Collected data entries
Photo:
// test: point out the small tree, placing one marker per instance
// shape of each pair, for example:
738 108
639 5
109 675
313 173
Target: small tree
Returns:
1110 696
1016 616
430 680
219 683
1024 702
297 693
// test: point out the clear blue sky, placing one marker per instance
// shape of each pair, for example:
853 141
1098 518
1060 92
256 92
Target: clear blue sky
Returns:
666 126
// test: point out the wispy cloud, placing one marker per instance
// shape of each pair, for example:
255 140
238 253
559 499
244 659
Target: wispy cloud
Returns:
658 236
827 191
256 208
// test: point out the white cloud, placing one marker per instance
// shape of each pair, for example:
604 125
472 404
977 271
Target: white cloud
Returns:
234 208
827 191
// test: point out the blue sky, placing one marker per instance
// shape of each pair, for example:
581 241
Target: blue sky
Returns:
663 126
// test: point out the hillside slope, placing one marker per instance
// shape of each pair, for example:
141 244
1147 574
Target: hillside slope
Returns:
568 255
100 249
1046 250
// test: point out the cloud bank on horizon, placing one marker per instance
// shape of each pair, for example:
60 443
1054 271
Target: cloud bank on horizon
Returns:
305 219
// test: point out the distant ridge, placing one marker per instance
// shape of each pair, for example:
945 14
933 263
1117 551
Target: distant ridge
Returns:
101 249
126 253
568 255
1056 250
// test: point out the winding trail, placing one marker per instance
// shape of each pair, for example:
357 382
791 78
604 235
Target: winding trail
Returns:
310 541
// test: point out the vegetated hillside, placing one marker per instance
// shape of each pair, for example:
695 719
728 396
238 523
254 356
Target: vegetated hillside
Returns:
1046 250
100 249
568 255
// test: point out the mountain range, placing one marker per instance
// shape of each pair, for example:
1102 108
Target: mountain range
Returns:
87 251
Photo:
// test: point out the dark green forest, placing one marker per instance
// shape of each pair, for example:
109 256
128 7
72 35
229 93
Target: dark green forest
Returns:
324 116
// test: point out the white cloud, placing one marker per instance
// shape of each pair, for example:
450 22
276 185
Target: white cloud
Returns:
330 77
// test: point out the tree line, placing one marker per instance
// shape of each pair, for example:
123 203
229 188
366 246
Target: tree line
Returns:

→ **EXERCISE AIM**
Reproduce exactly the lines that run from the start of the records to the line with "horizon, placing one marker per instance", both included.

→ **ANSWER FOR THE TASK**
Photo:
// test: point out the small tree, placing one marker per instance
// shape of each pair, for example:
738 108
639 5
109 675
313 173
Target: small tree
Returns:
1110 696
1016 616
430 680
219 683
1024 702
297 693
// test: point out the clear blue sky, placing one marker per instance
// shape of each pair, for example:
853 141
1098 518
1060 92
256 92
Target: clear blue sky
Returns:
666 126
// test: point out the wispy cloud, placing one marker per instance
// shape of each pair, for example:
255 140
238 253
559 499
244 659
Target: wispy cloud
Returns:
658 236
827 191
256 208
// test: point out the white cloud, placing one marker per instance
// shape of each pair, for example:
604 125
472 404
977 271
Target: white cloud
Returns:
234 208
827 191
// test: point out the blue sky, placing one marker per instance
// shape of each pair, for example:
581 241
Target: blue sky
Returns:
663 126
// test: point out the hillside slope, placing one marker per instance
// shape of each pair, for example:
141 244
1147 574
Target: hillside slope
Returns:
568 255
100 249
1046 250
// test: point out the cloud bank on horizon, placing one marker per instance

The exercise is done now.